### Your goal
Please write out everything from the line containing "Target: shop front" down to the end of the material, requests included, and raise every coordinate in the answers by 10.
++++ Information supplied ++++
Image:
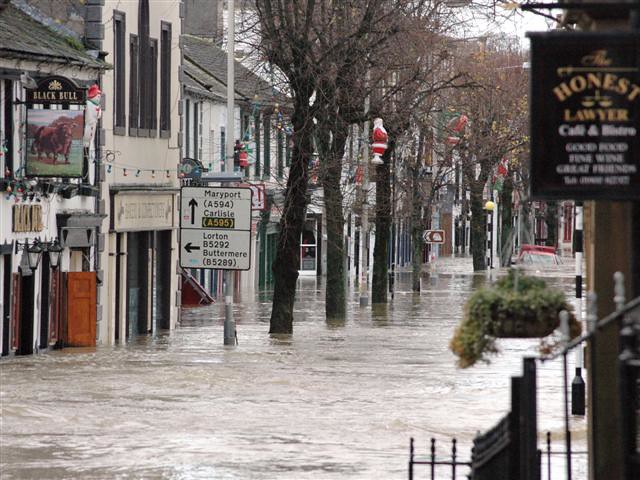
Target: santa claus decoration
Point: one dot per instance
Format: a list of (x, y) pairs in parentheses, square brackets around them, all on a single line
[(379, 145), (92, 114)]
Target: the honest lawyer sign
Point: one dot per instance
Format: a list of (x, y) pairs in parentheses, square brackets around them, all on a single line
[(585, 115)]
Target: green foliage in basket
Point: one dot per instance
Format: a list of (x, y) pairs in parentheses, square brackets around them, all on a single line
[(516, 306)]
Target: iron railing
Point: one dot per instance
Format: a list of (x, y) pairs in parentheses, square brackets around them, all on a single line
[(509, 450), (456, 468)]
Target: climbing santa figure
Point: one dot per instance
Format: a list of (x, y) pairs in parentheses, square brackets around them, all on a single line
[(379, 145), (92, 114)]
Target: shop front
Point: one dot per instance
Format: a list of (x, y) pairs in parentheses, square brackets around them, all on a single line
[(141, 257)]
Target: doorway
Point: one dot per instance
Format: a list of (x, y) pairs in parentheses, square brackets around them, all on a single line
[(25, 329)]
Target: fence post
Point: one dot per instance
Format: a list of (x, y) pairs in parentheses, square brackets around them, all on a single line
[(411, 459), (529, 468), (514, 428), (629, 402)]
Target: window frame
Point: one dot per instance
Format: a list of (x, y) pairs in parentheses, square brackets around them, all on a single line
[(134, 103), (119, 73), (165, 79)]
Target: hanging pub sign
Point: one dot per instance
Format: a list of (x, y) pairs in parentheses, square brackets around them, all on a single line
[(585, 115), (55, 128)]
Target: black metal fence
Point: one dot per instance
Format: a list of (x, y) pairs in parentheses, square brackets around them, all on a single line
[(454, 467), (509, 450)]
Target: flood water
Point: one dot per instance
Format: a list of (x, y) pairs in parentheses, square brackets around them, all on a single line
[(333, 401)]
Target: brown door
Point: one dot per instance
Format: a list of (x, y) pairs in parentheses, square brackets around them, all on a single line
++++
### Complete answer
Target: shop front
Point: one dot per instance
Format: a list of (x, y) pairs in parentheses, square brackets around them, all on a single line
[(151, 267)]
Target: doorway
Point: one dot per instance
Format: a list of (x, y) pairs in parentheses, square brackets around them, all on a single line
[(35, 339)]
Target: fence post
Point: one dot per instance
Format: a list of (x, y) pairs in parentheses, square brackets around them, all on a single line
[(421, 469), (539, 478), (524, 438), (639, 412)]
Target: window frame
Point: one dot per instance
Format: a list of (x, y) pairs in parentheses, square brackets around them, all on a single line
[(144, 113), (129, 83), (175, 89)]
Target: hanging pub sign
Point: one dot per instance
Format: a list of (x, y) pairs in parentheses, square brackets around them, all on a single line
[(595, 125), (65, 138)]
Target: black metal fence
Point: one dot per instance
Format: a list of (x, y) pairs in parentheses, square brackets around them, all on a single line
[(464, 477), (519, 460)]
Target: flood water
Point: one dot per instance
Format: a list of (x, y) pairs in parentheses, square brackets around them, all on a single line
[(343, 411)]
Target: brown door
Point: one dot per instance
Format: a list of (x, y) pairs in parentheses, square brackets around them, all on a single line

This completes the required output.